-- TEXT SHOWN --
= = =

So today, like my church, I want to celebrate ALL women: those with us and those taken away; those with children and those without; birth mums, adoptive mums, foster mums; those awaiting their precious bundles and those whose children have passed away from this world; those who choose to remain childless and those still battling for the role.  

Today I am thankful to have felt a mother's touch and to be a mother. More so today, I celebrate being an amazingly and miraculously made woman. Go and celebrate all the exceptional and extraordinary women in your life today. 

Wednesday, March 26, 2014

Talking Pants!

No matter how old your children are, they will always need protecting.  

Sending out positive, stay safe messages from an early age is essential but don't forget teens need protecting too.

From tots to teens - ALL children can be vulnerable to abuse. As parents (teachers, youth workers, social workers, neighbours, family friends.....add any other title here) it is our job, role, responsibility to protect them.

Safeguarding children is EVERYONES responsibility!




Did you know most children who are abused, are abused by someone they know?




This puts the whole stranger danger talk out the window. 



Children need stay safe advice that is relevant and that works. 

I know most parents would feel happy in explaining to their child that hitting is wrong and that they should tell an adult they trust straight away if someone harms them in this way.  But how would you fair in talking about sexual abuse with your kids?

Scary subject hey?  I mean how on earth would you ever bring this topic up in conversation with your kids?

= = =

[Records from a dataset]

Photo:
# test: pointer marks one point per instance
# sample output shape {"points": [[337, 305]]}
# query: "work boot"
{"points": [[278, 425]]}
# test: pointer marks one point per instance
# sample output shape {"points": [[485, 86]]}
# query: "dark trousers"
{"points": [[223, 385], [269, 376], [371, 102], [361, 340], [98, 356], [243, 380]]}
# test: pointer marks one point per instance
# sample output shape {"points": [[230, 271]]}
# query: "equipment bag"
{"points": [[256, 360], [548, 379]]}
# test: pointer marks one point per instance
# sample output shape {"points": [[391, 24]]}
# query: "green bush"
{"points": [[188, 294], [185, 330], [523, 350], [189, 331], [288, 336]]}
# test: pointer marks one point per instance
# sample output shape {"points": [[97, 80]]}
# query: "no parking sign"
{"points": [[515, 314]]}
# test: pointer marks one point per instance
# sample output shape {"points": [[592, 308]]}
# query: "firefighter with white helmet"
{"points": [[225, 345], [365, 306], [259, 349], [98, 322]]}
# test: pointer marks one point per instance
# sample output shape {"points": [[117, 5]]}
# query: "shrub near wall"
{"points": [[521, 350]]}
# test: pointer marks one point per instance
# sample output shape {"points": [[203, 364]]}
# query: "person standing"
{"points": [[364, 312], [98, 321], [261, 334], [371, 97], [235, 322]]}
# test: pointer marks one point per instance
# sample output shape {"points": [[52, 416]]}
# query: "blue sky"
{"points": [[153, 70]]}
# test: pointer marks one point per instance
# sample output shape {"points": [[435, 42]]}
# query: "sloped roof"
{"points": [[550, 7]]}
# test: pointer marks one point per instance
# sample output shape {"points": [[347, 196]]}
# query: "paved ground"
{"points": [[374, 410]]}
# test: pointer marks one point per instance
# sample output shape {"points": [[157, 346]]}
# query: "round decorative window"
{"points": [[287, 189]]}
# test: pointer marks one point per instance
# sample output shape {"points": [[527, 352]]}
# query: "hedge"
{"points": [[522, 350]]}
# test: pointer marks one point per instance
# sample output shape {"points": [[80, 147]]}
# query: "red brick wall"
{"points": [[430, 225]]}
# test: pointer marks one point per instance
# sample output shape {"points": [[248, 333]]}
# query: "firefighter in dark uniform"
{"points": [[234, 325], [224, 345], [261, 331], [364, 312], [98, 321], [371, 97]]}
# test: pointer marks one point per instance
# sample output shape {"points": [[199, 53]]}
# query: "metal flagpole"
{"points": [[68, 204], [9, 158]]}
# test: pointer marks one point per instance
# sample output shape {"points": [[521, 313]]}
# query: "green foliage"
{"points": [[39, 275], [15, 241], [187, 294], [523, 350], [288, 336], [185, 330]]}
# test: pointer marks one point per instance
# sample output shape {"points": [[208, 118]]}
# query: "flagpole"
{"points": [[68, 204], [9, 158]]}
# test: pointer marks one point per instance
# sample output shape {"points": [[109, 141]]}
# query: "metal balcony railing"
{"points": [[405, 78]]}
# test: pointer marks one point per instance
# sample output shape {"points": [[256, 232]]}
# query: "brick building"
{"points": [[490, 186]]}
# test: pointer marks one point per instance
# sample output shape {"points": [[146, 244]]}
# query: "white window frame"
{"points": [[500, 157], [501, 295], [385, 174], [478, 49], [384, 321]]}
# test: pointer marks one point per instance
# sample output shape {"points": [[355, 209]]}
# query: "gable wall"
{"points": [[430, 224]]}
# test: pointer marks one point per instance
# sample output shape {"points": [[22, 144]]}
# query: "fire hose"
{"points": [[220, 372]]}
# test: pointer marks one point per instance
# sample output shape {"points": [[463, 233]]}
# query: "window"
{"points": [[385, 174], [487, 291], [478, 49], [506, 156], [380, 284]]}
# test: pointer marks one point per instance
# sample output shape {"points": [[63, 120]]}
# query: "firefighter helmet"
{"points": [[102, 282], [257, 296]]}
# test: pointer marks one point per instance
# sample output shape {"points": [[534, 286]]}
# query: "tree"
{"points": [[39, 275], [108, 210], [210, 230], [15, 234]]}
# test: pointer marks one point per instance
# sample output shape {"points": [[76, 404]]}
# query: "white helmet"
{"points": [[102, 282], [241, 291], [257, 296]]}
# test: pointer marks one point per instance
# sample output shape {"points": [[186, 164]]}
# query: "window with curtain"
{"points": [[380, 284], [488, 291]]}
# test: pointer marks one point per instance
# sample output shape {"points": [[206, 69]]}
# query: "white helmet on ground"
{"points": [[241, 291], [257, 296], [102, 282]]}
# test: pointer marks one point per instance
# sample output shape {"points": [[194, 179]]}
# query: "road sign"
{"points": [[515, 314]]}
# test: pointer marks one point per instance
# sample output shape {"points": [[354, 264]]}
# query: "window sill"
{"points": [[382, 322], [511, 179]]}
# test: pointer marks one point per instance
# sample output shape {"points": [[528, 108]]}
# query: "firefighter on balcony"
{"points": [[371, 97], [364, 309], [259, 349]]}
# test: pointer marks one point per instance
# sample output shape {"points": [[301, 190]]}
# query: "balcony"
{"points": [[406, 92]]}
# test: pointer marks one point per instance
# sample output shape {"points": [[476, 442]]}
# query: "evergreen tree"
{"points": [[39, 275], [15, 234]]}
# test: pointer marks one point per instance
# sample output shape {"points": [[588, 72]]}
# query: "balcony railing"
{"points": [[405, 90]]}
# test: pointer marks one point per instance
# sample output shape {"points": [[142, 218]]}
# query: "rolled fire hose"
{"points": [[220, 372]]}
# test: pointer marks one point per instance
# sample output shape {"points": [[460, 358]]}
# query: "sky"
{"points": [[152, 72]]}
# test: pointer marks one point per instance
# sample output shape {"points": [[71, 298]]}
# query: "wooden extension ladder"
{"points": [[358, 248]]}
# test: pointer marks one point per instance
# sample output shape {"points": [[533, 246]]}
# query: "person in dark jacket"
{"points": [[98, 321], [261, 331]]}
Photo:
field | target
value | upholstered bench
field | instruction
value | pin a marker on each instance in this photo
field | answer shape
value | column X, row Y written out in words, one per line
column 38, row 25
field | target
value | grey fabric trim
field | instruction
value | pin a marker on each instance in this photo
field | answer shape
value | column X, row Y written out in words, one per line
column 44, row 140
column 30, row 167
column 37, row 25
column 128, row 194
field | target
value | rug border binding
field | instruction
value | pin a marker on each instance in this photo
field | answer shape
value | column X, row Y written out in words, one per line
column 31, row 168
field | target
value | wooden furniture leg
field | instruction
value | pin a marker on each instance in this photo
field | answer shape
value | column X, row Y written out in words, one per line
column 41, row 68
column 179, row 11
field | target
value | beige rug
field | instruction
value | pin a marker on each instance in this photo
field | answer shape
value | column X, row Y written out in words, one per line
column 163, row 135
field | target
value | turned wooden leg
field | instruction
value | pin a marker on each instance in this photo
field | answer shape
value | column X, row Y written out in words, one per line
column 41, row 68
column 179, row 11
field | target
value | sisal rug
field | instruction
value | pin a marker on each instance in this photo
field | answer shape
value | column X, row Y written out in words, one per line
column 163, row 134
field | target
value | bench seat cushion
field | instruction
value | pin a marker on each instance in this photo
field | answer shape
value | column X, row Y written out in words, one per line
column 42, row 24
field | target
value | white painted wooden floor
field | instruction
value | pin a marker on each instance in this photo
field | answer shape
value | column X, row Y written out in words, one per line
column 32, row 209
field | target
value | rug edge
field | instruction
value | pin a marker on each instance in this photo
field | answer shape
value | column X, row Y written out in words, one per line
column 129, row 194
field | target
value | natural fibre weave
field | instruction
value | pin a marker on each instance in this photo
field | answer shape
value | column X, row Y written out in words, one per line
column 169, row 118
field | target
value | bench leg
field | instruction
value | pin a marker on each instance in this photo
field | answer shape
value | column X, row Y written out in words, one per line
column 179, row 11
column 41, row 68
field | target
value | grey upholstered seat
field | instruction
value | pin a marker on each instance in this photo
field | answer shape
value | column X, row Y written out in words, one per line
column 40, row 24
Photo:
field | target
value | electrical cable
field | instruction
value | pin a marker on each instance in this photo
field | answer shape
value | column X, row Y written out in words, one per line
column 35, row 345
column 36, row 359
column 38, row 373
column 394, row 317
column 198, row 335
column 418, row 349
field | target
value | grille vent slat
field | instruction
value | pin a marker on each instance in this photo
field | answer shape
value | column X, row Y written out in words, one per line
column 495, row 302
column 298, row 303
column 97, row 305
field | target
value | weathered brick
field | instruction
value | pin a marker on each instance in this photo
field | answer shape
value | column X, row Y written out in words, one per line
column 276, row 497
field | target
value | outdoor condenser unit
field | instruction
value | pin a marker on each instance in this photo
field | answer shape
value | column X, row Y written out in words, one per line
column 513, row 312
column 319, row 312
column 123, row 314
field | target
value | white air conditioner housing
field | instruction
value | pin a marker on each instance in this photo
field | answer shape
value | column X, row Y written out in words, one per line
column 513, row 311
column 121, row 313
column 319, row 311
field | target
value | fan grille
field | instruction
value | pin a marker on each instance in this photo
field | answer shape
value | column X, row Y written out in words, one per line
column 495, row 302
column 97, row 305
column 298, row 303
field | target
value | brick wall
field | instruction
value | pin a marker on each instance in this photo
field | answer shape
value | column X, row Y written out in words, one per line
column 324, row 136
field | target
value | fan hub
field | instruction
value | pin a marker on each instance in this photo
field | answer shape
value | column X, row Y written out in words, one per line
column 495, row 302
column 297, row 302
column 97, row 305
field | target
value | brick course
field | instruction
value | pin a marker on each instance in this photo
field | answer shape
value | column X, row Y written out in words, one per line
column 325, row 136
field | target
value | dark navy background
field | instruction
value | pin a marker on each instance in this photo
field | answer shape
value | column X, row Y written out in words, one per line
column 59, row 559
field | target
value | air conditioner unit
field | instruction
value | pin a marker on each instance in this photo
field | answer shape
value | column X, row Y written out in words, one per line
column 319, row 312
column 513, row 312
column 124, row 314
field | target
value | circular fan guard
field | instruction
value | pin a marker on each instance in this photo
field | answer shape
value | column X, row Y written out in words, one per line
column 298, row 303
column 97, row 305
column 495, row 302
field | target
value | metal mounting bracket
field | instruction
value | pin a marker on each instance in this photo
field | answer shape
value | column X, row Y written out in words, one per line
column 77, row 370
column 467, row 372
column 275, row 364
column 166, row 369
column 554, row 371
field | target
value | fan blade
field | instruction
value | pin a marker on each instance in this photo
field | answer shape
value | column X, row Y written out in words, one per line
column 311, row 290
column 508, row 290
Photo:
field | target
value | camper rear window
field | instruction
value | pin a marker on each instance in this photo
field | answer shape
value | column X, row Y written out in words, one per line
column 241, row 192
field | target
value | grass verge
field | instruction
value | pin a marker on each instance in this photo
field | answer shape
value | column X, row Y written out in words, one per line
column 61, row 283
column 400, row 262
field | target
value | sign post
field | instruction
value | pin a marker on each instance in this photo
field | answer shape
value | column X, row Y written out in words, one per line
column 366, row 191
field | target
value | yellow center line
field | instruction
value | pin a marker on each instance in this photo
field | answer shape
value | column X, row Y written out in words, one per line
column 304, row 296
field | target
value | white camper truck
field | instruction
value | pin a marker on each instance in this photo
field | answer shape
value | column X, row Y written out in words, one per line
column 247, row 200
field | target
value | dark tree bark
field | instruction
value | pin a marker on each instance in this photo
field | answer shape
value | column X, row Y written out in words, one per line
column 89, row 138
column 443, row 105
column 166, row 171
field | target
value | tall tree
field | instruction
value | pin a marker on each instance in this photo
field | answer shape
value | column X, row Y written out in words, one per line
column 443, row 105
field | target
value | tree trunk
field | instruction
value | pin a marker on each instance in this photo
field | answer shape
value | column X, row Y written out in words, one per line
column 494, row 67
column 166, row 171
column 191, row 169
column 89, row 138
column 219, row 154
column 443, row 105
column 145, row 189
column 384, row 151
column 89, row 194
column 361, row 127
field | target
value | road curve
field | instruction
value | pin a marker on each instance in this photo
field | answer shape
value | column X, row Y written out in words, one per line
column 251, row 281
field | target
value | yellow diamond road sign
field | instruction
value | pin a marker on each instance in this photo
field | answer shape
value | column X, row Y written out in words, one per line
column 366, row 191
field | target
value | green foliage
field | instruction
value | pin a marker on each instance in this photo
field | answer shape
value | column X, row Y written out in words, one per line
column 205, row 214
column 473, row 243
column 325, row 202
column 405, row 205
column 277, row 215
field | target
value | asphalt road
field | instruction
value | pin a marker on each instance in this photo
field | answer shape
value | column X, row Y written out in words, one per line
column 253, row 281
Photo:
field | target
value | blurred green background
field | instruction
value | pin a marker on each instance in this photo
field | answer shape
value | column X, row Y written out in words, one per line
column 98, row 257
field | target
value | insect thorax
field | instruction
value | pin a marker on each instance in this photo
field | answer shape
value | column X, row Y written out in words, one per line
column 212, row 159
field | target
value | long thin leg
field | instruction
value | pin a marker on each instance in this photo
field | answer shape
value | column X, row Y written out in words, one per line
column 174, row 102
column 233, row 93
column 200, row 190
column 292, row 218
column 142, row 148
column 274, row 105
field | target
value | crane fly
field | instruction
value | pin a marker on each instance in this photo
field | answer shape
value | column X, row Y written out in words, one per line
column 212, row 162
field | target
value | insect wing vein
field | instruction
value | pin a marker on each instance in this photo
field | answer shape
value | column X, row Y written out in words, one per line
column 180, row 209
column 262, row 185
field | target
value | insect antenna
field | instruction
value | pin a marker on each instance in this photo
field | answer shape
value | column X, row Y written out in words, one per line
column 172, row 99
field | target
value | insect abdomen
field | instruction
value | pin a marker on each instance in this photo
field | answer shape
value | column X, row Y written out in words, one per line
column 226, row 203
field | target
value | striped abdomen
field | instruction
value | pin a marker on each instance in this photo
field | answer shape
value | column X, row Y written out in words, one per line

= = =

-- EXERCISE TASKS --
A. In the blog text, who abuses most children who are abused?
B. Copy the words of the blog text from "I know most" to "conversation with your kids?".

-- RESULTS FOR EACH TASK --
A. Someone they know.

B.
I know most parents would feel happy in explaining to their child that hitting is wrong and that they should tell an adult they trust straight away if someone harms them in this way.  But how would you fair in talking about sexual abuse with your kids?

Scary subject hey?  I mean how on earth would you ever bring this topic up in conversation with your kids?